_Что сделать:_ Пожалуйста, подхватите отрывок о выступлении Райкина в детском доме и допишите его продолжение после последнего предложения.

_Отрывок текста:_
↓
Он произносил иногда витиеватые, иногда косноязычные фразы. Смысл слов для него самого был подчас неожиданным. Он прислушивался к своему голосу и ловил эти слова, будто взвешивая их. Но наибольший сатирический эффект достигался в тех случаях, когда докладчик, желая приблизить свое выступление к аудитории, искал повод упомянуть организацию, в которой он выступает. Райкин поворачивал голову в сторону кулис и спрашивал кого-то: «Какая организация?..» Как бы услышав, ответ, он произносил в докладе: «Детский дом номер такой-то…» и продолжал говорить о том и о сем в заведенном уже духе. Повторялось это несколько раз: название организации он никак не мог удержать в голове. И в самом конце доклада, когда в зал бросались слова «Да здравствует…», Райкин делал короткую паузу и снова обращался за кулисы: «Какая организация?..» И пафосно заканчивал доклад: «Да здравствует детский дом номер такой-то!»

Реакция была неожиданная. Юная аудитория, не очень искушенная в искусстве, приняла докладчика всерьез. Даже в те моменты, когда актер, рисуя сатирический образ, делал явно смешные вещи, на лицах появлялись улыбки, но смеха не было слышно: ребята чувствовали себя перед докладчиком неловко. А когда Райкин, сделав легкий поклон, схватил портфель и удалился, в зале дружно зааплодировали, и оркестр детдомовцев грянул туш.

Артист больше ничего не исполнял и не выходил на сцену. Не хотелось разрушать иллюзию. Он сидел за кулисами и хохотал. Это был, пожалуй, единственный за всю творческую практику Райкина случай, когда все было наоборот: артист за сценой смеялся, а в зале стояла тишина.
↑
_Показанные данные:_
↓
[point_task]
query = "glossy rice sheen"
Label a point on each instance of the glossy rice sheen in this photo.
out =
↑
_Верный ответ:_
В институте под руководством В. Н. Соловьева ставились спектакли. Это были работы учебного характера. Требовательный педагог настойчиво осуществлял свои принципы, не допускал никаких скидок и добивался от студентов полного раскрытия их возможностей.

«Каждый спектакль — творчество. И всегда новое. И всегда труд», — говорил Соловьев.

Большой знаток и ценитель мольеровского театра, он привил молодому актеру столь необходимые для сценического творчества понимание жанра и чувство формы. Особенно наглядным было это при постановке Соловьевым в его студии одноактной комедии Мольера «Смехотворные жеманницы». Было несколько путей воплощения этой пьесы. Один путь, восходивший в традиции своей к театру времен Мольера, придерживался острокомедийной, фарсовой трактовки действия и образов пьесы. Соловьев демонстрировал это, прибегая к излюбленным примерам игры с вещами. Согласно авторской ремарке, в сцене беседы слуг Маскариля и Жодле с жеманницами Като и Мадлон актеры должны были обходиться всего двумя стульями. Кто же должен сидеть на этих стульях — мужчины или женщины? Элементарный ответ может быть только один: женщины. Однако и авторская ремарка, и сценическая традиция постановки этой пьесы давали иной ответ: на стульях сидели Маскариль и Жодле. А женщины либо стояли, либо сидели на полу. Это только подчеркивало несообразность происходящего и усиливало комический эффект сцены.

Позднее, не придерживаясь авторского совета, режиссер поставил на сцене четыре стула. Теперь сидели все — и мужчины, и женщины. Фарсовая трактовка утратила свою остроту, уступая место комедийному диалогу.

Работая над спектаклем с молодыми актерами, Соловьев следовал мольеровской трактовке. Она позволяла строго придерживаться жанровых признаков пьесы, находить острые и своеобразные характеристики персонажей и открывала пути для интересных поисков в области формы спектакля.

Вечер водевилей.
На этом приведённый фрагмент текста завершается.